(Labeling entries for object positions)

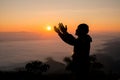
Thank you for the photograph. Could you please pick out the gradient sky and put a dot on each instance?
(35, 15)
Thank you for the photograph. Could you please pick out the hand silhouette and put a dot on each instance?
(62, 28)
(56, 29)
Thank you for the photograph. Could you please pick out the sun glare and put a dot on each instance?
(48, 28)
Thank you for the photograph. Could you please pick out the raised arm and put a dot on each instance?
(64, 35)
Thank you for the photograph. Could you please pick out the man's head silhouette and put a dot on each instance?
(82, 29)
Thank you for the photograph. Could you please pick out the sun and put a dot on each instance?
(48, 28)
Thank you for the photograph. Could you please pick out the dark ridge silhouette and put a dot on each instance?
(37, 70)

*Task requirements*
Repeat all of the data above word for word, omitting the pictures.

*The answer*
Thank you for the photograph. Could you please pick out the gradient sky and put a dot on each instance?
(35, 15)
Thank you for the photograph. Could you please pick out the hand silhouette and put a dot on each instance?
(62, 28)
(56, 29)
Thank you for the photograph. Could you please pick out the sun glare and put a dot on each instance?
(48, 28)
Thank you for the photograph. Could you please pick out the raised arm and put a dot on each instance?
(64, 35)
Thank you for the photograph. Could you please pick out the man's head silhouette and put a dot on each instance?
(82, 29)
Thank you for the photograph. Could you please pick out the sun and put a dot on each instance?
(48, 28)
Thank you for the photograph. Could you please pick out the dark ridge silhouette and put a dot on each instance?
(37, 70)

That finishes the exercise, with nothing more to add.